THE REQUEST: Return every line from the one containing "reads [[906, 123]]." through the end of the set, unchanged.

[Lines from a point annotation set]

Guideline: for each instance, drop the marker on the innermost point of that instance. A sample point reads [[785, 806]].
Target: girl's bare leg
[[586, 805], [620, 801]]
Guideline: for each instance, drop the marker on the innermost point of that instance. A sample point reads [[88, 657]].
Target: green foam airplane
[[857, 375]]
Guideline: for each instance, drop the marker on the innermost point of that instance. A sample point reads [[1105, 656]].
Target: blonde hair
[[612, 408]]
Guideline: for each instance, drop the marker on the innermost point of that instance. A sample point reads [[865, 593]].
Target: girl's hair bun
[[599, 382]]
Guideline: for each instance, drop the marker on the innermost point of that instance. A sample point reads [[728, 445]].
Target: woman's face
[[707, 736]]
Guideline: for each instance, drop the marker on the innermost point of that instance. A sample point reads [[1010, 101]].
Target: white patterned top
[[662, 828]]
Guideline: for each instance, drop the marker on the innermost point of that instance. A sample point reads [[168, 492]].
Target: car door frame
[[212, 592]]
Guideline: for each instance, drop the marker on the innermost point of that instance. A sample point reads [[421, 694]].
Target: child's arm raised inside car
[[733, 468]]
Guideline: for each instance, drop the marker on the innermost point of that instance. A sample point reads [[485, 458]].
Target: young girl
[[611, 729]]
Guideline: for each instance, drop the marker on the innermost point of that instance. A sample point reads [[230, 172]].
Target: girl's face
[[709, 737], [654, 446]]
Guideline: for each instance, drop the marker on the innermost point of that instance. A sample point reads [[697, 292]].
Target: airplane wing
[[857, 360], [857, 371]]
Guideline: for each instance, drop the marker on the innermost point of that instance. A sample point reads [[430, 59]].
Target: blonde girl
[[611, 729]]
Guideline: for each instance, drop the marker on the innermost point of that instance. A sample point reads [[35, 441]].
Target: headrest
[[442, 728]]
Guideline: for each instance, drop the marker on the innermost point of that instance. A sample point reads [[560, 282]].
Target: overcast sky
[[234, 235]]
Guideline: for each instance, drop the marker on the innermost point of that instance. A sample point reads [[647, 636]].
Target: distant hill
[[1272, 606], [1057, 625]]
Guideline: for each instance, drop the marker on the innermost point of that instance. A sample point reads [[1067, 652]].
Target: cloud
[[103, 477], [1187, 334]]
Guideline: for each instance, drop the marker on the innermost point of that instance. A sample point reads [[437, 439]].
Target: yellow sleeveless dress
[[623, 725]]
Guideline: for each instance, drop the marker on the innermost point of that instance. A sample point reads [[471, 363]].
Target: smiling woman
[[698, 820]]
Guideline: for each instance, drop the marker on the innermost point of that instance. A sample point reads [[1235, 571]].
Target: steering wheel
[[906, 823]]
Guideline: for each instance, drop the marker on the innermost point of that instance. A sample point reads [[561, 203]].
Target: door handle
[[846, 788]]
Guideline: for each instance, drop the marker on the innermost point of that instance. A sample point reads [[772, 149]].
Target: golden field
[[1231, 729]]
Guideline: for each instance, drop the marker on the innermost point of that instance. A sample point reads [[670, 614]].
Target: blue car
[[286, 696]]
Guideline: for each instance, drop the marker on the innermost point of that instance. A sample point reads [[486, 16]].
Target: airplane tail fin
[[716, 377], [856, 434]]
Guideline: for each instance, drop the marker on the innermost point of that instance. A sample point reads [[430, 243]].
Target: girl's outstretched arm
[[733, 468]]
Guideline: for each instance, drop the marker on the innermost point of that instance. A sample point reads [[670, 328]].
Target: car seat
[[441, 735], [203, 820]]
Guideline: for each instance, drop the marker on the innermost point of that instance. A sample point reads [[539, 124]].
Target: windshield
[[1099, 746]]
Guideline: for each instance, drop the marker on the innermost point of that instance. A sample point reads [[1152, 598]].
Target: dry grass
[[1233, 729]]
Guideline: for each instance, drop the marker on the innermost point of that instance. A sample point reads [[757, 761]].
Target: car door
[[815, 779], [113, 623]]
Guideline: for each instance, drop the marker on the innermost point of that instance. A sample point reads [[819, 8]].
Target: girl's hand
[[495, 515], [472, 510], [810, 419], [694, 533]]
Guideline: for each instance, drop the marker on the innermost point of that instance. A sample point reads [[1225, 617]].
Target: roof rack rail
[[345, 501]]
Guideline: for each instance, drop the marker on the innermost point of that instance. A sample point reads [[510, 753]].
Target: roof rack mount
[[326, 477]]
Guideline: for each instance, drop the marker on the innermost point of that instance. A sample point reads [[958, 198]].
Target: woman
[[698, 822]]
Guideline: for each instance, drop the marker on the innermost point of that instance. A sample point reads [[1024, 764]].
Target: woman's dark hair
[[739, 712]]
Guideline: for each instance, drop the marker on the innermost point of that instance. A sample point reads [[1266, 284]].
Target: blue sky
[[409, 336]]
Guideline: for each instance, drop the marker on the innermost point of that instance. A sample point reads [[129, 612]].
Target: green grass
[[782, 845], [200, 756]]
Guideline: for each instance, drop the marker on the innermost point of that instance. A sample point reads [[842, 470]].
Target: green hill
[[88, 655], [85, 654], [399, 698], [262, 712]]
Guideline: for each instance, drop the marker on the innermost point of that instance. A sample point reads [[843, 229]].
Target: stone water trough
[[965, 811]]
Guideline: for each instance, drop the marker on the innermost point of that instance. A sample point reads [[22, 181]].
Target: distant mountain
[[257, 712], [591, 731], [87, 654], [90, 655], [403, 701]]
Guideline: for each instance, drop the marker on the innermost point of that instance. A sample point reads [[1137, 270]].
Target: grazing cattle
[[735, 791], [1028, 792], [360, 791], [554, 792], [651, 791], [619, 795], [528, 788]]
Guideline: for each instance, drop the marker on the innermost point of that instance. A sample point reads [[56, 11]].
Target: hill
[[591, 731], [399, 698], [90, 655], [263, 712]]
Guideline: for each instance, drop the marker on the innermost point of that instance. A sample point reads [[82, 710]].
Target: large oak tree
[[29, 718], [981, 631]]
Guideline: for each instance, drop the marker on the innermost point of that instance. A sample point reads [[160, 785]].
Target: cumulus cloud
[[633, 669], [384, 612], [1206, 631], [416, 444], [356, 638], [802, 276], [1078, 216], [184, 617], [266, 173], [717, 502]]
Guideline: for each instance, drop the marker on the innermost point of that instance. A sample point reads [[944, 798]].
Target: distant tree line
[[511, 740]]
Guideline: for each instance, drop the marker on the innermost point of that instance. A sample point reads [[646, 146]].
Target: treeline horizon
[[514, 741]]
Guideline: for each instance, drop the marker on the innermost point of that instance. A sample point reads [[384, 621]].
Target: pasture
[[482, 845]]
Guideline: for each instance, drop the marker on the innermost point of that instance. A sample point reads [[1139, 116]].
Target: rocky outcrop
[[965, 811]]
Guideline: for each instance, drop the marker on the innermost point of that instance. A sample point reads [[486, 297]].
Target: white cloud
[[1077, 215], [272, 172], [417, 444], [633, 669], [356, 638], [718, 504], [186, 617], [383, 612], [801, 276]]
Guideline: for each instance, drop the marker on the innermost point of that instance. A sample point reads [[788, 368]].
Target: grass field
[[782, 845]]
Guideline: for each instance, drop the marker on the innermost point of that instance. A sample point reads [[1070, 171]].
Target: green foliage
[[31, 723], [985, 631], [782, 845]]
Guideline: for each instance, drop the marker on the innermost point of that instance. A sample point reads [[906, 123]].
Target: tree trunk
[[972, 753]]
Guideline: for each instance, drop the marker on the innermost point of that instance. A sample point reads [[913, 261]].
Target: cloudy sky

SOLUTION BELOW:
Guideline: for each instance, drop the marker on the innermost point of that instance. A sample point reads [[906, 123]].
Target: tree trunk
[[972, 753]]
Guideline: for each instance, drop the marker on the innermost point of that instance. A sample point reads [[913, 261]].
Target: cloudy sky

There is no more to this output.